(Segmentation mask data)
· · · ·

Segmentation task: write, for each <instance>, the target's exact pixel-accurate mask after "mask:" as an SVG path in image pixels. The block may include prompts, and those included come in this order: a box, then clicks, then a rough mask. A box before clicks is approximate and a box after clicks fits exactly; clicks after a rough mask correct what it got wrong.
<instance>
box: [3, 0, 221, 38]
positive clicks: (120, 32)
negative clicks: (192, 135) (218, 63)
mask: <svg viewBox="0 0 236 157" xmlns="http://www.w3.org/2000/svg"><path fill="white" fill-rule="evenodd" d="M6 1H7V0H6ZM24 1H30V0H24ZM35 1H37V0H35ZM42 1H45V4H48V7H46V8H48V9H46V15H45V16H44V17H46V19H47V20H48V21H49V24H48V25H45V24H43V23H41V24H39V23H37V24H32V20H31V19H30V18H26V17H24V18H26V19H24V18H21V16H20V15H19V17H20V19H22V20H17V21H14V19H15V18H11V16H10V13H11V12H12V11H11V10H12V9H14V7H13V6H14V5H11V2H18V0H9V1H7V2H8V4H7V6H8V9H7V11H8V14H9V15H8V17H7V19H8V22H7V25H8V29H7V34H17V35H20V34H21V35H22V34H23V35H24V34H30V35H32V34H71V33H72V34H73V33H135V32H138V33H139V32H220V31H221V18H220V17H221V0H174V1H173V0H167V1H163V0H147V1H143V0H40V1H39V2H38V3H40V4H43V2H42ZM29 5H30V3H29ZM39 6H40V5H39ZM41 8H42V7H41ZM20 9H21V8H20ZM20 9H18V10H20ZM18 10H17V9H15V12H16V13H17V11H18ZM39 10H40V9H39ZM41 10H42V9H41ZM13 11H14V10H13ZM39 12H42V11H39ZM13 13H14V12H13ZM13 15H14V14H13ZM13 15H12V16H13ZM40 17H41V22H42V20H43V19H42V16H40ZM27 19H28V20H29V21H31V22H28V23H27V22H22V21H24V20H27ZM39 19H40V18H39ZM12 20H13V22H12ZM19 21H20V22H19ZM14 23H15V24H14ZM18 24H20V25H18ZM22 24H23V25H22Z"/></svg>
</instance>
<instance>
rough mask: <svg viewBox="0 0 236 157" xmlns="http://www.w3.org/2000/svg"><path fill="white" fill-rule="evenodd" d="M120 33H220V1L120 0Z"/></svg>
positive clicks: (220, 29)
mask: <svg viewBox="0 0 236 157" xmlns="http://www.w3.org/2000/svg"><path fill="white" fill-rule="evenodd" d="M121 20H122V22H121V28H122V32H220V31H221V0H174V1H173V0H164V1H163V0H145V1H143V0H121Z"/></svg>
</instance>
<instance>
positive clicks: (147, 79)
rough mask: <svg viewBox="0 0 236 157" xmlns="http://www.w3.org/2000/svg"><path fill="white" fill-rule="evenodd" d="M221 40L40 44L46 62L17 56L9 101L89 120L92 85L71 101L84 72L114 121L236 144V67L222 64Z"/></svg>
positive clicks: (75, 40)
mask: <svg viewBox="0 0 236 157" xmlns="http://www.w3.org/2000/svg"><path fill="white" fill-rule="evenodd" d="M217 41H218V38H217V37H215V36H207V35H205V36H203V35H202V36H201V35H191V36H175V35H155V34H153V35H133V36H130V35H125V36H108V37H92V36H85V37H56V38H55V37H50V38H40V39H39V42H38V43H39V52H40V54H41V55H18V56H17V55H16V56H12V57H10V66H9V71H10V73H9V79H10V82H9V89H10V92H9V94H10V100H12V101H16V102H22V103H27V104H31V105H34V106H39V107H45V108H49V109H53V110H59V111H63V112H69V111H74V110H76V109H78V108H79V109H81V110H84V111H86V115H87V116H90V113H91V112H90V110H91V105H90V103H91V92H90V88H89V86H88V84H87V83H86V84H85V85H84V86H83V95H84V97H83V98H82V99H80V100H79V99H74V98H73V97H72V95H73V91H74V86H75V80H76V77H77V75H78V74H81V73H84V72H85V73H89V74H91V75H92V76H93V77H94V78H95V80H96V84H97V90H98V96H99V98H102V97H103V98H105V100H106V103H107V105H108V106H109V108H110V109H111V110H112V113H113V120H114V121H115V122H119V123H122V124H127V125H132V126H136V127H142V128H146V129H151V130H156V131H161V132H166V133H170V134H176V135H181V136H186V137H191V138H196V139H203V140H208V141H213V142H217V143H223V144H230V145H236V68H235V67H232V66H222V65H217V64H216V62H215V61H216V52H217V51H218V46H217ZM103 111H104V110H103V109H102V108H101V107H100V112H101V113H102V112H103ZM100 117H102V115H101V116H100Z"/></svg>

· · · ·

== TASK DIRECTIONS ==
Search the entries above for "rough". Show every line that has it.

== RESPONSE TO THIS EXERCISE ==
Segmentation task: write, for each <instance>, the target's exact pixel-accurate mask after "mask:" as an SVG path in image pixels. The block may include prompts, and those included come in this order: a box, then clicks, then a rough mask. A box before clicks is approximate and a box after clicks fits exactly; clicks after a rough mask correct what it got wrong.
rough mask: <svg viewBox="0 0 236 157" xmlns="http://www.w3.org/2000/svg"><path fill="white" fill-rule="evenodd" d="M120 33H220V1L120 0Z"/></svg>
rough mask: <svg viewBox="0 0 236 157" xmlns="http://www.w3.org/2000/svg"><path fill="white" fill-rule="evenodd" d="M221 40L40 44L46 62L17 56L9 101L89 120L92 85L71 101L84 72L114 121L236 144V67L222 64Z"/></svg>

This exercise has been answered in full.